Text segment:
------------------------------------------------
An excerpt from Gerald Bray's editorial in the latest edition of Churchman which looks at the relationship between the Church of England, the Anglican Communion, and GAFCON.

Readers of Jane Eyre will recall that the heroine was courted by two very different types of man. On the one side was the dark and dubious Mr Rochester, a man with a mysterious past and an uncertain future. On the other was the pious and pure St John Rivers, whose path to the overseas mission field was clearly predestined. As we know, Jane chose Mr Rochester, perhaps because she thought she could play a part in his redemption, but she remained in touch with St John and never lost her admiration for him, even if she could not see herself measuring up to his high standards. Nearly two centuries later, we can look back on that and ponder how the story unfolded after the novel ended. The descendants of the Rochesters have either been redeemed and reintegrated into normal middle-class society, or have continued to lead the sort of rakish lives that the tabloid press revels in. The St Johns have had a lower profile, but arguably their influence has been far greater. Unable or unwilling to conform to standard English domesticity, they have travelled to the far corners of the earth, preaching the Gospel and forming churches wherever they have gone. It would not be entirely true to say that they were the spiritual arm of the British Empire, but there is no doubt that they shared in the optimistic expansionism of the imperial era, nor that the modern Anglican Communion is strongest in the Commonwealth and in areas of British settlement outside it, like the United States and parts of South America.

Until a generation ago, this missionary expansion was accepted by the Church of England in much the same way that the Empire was. It was an extension of British Christian values, designed to benefit the people to whom it went, but its impact on the homeland was minimal. Lambeth Conferences that included overseas bishops convened every ten years or so, but most of them were little more than glorified garden parties with a little housekeeping attached. Old friends met up again, contacts were established or renewed, and everyone went home thinking that all was well in a church on which the sun never set.
------------------------------------------------
Provided material:
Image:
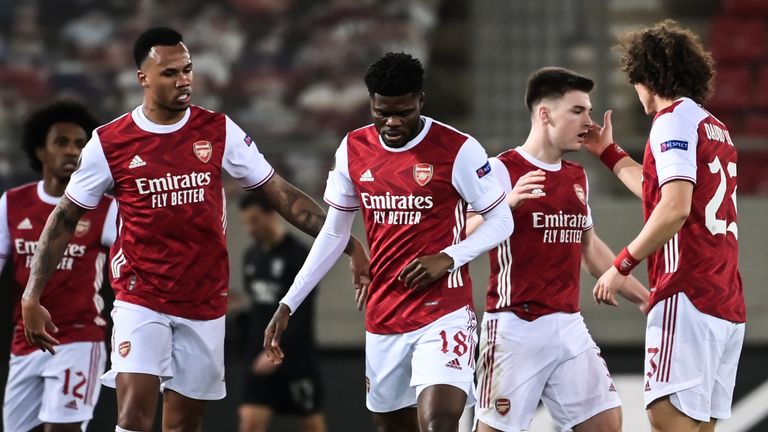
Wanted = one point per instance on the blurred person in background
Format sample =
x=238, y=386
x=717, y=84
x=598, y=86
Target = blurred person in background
x=413, y=178
x=269, y=266
x=46, y=392
x=534, y=344
x=169, y=265
x=687, y=183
------------------------------------------------
Instructions:
A - Answer these questions about the editorial excerpt on the Church of England and its overseas missions:
(i) Which of her two suitors did Jane choose?
(ii) Where does the excerpt say the modern Anglican Communion is strongest?
(iii) How often did Lambeth Conferences that included overseas bishops convene?
B - Rewrite the part of the editorial excerpt starting at "Until a generation" and ending at "sun never set.", using "tea parties" in place of "garden parties".

Answers by task:
A -
(i) Mr Rochester.
(ii) In the Commonwealth and in areas of British settlement outside it, like the United States and parts of South America.
(iii) Every ten years or so.

B -
Until a generation ago, this missionary expansion was accepted by the Church of England in much the same way that the Empire was. It was an extension of British Christian values, designed to benefit the people to whom it went, but its impact on the homeland was minimal. Lambeth Conferences that included overseas bishops convened every ten years or so, but most of them were little more than glorified tea parties with a little housekeeping attached. Old friends met up again, contacts were established or renewed, and everyone went home thinking that all was well in a church on which the sun never set.